• Stated task: Every line from the one containing "woman's hand in the photo above." to the final line of the material below must be reproduced exactly; leave out all other lines.

• Exercise input:

[start]

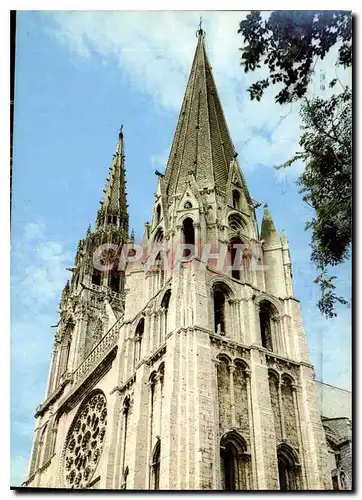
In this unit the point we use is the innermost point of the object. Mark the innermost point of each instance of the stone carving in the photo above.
(85, 441)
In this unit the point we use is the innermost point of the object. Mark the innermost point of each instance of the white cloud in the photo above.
(43, 263)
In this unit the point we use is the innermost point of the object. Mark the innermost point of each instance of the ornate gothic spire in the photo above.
(202, 143)
(114, 205)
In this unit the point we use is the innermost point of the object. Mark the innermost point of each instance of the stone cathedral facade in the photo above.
(168, 370)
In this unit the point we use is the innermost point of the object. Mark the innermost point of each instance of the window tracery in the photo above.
(85, 441)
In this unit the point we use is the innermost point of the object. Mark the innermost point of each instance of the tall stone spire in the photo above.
(114, 205)
(202, 144)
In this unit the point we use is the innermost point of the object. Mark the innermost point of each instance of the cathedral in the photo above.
(181, 362)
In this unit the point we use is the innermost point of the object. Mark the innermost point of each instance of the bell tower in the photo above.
(188, 368)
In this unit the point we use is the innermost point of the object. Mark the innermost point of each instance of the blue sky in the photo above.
(79, 76)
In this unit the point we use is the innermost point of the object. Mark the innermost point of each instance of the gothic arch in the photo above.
(224, 357)
(187, 215)
(234, 461)
(242, 362)
(159, 237)
(289, 377)
(289, 469)
(221, 294)
(158, 213)
(236, 222)
(237, 439)
(263, 297)
(222, 284)
(155, 466)
(138, 337)
(272, 371)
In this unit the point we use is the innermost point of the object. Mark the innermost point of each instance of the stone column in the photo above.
(251, 427)
(216, 471)
(53, 369)
(281, 410)
(300, 439)
(232, 394)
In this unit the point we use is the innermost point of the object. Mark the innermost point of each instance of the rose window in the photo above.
(85, 441)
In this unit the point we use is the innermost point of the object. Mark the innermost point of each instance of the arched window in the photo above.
(155, 466)
(235, 250)
(41, 447)
(125, 476)
(220, 292)
(158, 214)
(138, 340)
(188, 237)
(236, 199)
(219, 311)
(236, 222)
(96, 277)
(234, 463)
(288, 470)
(266, 314)
(160, 268)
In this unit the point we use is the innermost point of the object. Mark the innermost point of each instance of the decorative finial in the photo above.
(200, 33)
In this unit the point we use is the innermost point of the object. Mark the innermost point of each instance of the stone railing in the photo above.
(104, 346)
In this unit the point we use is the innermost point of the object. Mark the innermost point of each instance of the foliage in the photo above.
(288, 44)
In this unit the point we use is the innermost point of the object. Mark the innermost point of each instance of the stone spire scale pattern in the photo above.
(202, 144)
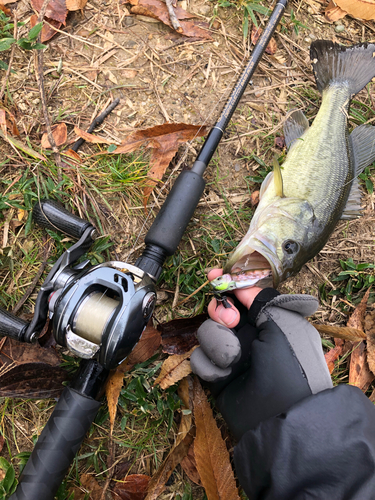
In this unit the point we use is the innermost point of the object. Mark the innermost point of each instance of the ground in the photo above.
(104, 53)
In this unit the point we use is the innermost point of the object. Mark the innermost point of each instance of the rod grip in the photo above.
(56, 447)
(11, 326)
(52, 215)
(175, 214)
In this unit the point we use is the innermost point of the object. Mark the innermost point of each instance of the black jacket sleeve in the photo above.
(321, 448)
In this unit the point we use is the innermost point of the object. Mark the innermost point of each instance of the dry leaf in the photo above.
(164, 141)
(361, 9)
(94, 139)
(144, 349)
(180, 335)
(56, 9)
(132, 487)
(211, 454)
(47, 31)
(255, 34)
(333, 12)
(72, 5)
(189, 465)
(59, 133)
(359, 372)
(158, 10)
(341, 332)
(174, 369)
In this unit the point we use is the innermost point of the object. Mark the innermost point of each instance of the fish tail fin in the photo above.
(333, 63)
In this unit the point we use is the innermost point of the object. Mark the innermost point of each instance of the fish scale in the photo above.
(301, 202)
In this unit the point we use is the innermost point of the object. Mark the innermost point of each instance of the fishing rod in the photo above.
(99, 312)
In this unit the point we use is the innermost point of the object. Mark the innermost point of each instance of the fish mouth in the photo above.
(260, 255)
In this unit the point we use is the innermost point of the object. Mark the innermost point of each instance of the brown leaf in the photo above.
(333, 12)
(174, 369)
(189, 465)
(359, 372)
(132, 487)
(158, 10)
(211, 454)
(56, 9)
(59, 132)
(331, 356)
(255, 34)
(157, 483)
(112, 391)
(180, 335)
(163, 140)
(47, 31)
(72, 5)
(30, 371)
(146, 347)
(6, 11)
(341, 332)
(370, 332)
(94, 139)
(361, 9)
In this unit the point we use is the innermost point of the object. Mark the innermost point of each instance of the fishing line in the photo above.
(189, 143)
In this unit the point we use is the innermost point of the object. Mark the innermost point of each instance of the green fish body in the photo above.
(317, 185)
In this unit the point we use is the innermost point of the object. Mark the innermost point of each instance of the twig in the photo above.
(98, 121)
(172, 16)
(40, 81)
(30, 289)
(2, 91)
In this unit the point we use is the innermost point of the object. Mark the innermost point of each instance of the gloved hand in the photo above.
(270, 359)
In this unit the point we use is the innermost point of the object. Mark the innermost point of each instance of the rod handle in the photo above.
(11, 326)
(56, 447)
(52, 215)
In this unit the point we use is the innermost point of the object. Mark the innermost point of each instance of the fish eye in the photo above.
(290, 247)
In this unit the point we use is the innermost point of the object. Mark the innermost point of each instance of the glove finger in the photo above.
(202, 366)
(219, 343)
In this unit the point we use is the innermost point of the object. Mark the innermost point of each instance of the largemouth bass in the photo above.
(317, 184)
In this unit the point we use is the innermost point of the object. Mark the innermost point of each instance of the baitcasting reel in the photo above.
(96, 311)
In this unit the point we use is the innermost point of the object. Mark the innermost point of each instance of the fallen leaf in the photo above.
(19, 145)
(164, 141)
(174, 369)
(331, 356)
(341, 332)
(255, 34)
(94, 139)
(333, 12)
(180, 335)
(60, 134)
(132, 487)
(370, 332)
(144, 349)
(56, 9)
(158, 10)
(359, 372)
(189, 465)
(47, 31)
(361, 9)
(181, 445)
(72, 5)
(158, 480)
(211, 454)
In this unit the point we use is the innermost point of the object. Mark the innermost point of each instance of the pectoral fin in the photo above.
(277, 178)
(363, 145)
(295, 126)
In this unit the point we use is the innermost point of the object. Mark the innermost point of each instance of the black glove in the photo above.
(265, 366)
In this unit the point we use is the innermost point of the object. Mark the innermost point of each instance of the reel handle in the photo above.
(52, 215)
(11, 326)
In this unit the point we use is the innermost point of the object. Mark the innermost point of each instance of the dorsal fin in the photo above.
(277, 178)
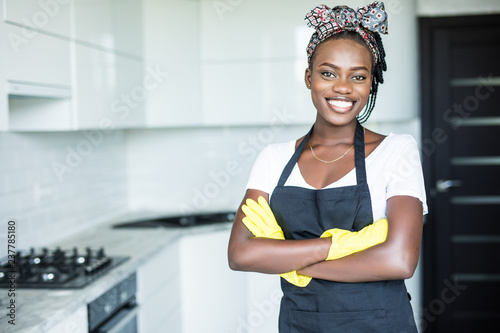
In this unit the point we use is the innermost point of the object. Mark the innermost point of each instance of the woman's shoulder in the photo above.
(400, 140)
(393, 144)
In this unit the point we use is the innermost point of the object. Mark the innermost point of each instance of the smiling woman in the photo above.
(341, 226)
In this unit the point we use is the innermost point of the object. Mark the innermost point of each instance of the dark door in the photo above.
(460, 84)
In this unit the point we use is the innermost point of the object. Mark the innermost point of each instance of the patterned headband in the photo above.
(365, 21)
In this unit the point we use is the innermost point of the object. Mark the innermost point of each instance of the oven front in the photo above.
(115, 311)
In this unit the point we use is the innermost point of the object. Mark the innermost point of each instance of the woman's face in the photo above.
(340, 79)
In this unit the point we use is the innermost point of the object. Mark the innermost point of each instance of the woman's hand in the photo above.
(396, 258)
(247, 253)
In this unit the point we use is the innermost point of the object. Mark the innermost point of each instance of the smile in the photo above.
(340, 105)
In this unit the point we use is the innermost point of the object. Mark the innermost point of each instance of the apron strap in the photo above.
(295, 157)
(359, 156)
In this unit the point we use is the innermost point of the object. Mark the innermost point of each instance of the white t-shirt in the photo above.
(393, 168)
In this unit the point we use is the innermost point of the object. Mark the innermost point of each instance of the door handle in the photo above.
(442, 185)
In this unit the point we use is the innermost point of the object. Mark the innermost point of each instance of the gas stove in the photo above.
(56, 268)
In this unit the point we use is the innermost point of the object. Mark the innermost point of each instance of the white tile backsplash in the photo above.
(189, 170)
(48, 207)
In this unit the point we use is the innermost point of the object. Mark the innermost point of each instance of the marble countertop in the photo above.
(37, 310)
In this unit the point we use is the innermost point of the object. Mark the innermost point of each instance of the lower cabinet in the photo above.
(77, 322)
(189, 288)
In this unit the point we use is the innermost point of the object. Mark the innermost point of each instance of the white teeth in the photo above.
(340, 104)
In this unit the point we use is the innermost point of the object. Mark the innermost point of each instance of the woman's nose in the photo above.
(342, 86)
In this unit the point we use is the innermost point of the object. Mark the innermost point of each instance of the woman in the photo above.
(331, 185)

[end]

• In response:
In this unit the point we use is the innermost point of the object. Mark the innermost point of each instance of the woman's hand in the photo above.
(396, 258)
(247, 253)
In this unit the point we use is the innermost point of the object. Mark the innermost point of each instance of the smile in the photo above.
(340, 105)
In this unit the point we use is the innermost point of the object. Mark the innermost point of each instance of the apron strap in the photo above.
(295, 157)
(359, 156)
In this unit the point we use is the innermost point of the object. Mark the innermost point of each instance of the white t-shirt in the photo above.
(393, 168)
In this unit the point we use is the innermost point of the object. Mark the innermost point of each instance of the door handle in the photo above.
(442, 185)
In this unit the point we use is the innermost point of the object. Mark the innermost point of each instance of the gas stove in the photo above.
(56, 268)
In this unit the point we use is the innermost point of the object. Mark the innermost point of each instance of the white tile backsplash in the photo above.
(189, 170)
(48, 207)
In this unit the point we use is the innermost point of the object. Mark the innermost point of each instance of the marble countertop in the photo above.
(37, 310)
In this unit the point we use is the innermost point of the object. Mark the innermost point of each instance of the lower cabinet in the photo above.
(77, 322)
(189, 288)
In this unit the point we use is the innermost point of the object. Mark the innermost point of each instance of the white teeth in the photo above.
(340, 104)
In this unit the point we use is the innermost point of the object. Mark the innermost point of each instance of the woman's nose in the photo above.
(342, 86)
In this unit the point we use is the innermost point of the object. Mark the innermost point of each instance of the woman in the photo above.
(331, 185)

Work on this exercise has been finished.